» Consignes de l'exercice
Mettez les lignes des enregistrements ci-dessous sous forme de liste JSON de chaînes, une chaîne par ligne, en omettant les lignes vides. N'incluez pas les images dans votre réponse.

» Un bloc de données
************
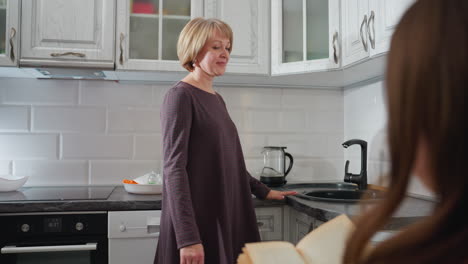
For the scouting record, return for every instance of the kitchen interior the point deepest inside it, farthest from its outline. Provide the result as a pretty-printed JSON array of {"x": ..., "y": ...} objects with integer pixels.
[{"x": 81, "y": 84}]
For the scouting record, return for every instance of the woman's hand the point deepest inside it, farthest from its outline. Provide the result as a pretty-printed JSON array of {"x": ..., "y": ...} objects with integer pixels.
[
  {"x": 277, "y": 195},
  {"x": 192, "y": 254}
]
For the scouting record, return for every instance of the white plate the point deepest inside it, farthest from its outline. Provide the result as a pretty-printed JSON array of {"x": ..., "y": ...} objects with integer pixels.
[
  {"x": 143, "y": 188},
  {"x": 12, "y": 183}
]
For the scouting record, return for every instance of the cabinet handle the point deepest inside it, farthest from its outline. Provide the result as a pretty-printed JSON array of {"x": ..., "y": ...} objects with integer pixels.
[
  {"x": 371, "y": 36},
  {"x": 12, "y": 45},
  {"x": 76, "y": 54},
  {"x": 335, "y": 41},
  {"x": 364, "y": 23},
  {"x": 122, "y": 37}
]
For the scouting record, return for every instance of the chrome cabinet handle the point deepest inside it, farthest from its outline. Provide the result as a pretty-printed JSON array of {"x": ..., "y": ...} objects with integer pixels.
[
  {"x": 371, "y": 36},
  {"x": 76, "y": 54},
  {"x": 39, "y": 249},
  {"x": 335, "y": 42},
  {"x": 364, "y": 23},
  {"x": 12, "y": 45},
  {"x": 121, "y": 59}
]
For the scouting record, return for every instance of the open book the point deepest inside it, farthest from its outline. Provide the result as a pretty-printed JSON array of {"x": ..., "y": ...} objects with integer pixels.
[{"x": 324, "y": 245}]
************
» Solution du problème
[
  "For the scouting record, return for every instance of the kitchen interior the point deepest inside it, farthest from its outline. Provide the result as a pretty-printed JSON array of {\"x\": ..., \"y\": ...} objects with integer pixels.",
  "[{\"x\": 81, \"y\": 84}]",
  "For the scouting record, return for every instance of the woman's hand the point deepest inside it, farthest from its outline. Provide the result as a pretty-printed JSON array of {\"x\": ..., \"y\": ...} objects with integer pixels.",
  "[",
  "  {\"x\": 277, \"y\": 195},",
  "  {\"x\": 192, \"y\": 254}",
  "]",
  "For the scouting record, return for every instance of the white plate the point deepest inside it, farthest from its outline. Provide the result as a pretty-printed JSON array of {\"x\": ..., \"y\": ...} objects with integer pixels.",
  "[",
  "  {\"x\": 143, \"y\": 188},",
  "  {\"x\": 12, \"y\": 183}",
  "]",
  "For the scouting record, return for every instance of the cabinet handle the point deepest inside it, farthest from its outline. Provide the result as a pretty-printed JSON array of {\"x\": ..., \"y\": ...} objects with integer pixels.",
  "[",
  "  {\"x\": 371, \"y\": 36},",
  "  {\"x\": 12, \"y\": 45},",
  "  {\"x\": 76, \"y\": 54},",
  "  {\"x\": 335, \"y\": 41},",
  "  {\"x\": 364, \"y\": 23},",
  "  {\"x\": 122, \"y\": 37}",
  "]",
  "For the scouting record, return for every instance of the chrome cabinet handle the point deepest inside it, farthest from its outline. Provide the result as a pretty-printed JSON array of {\"x\": ..., \"y\": ...} objects with integer pixels.",
  "[",
  "  {\"x\": 371, \"y\": 36},",
  "  {\"x\": 76, \"y\": 54},",
  "  {\"x\": 39, \"y\": 249},",
  "  {\"x\": 335, \"y\": 42},",
  "  {\"x\": 364, \"y\": 23},",
  "  {\"x\": 12, \"y\": 45},",
  "  {\"x\": 121, \"y\": 59}",
  "]",
  "For the scouting record, return for every instance of the open book the point deepest inside it, farthest from its outline. Provide the result as a pretty-printed JSON array of {\"x\": ..., \"y\": ...} objects with integer pixels.",
  "[{\"x\": 324, \"y\": 245}]"
]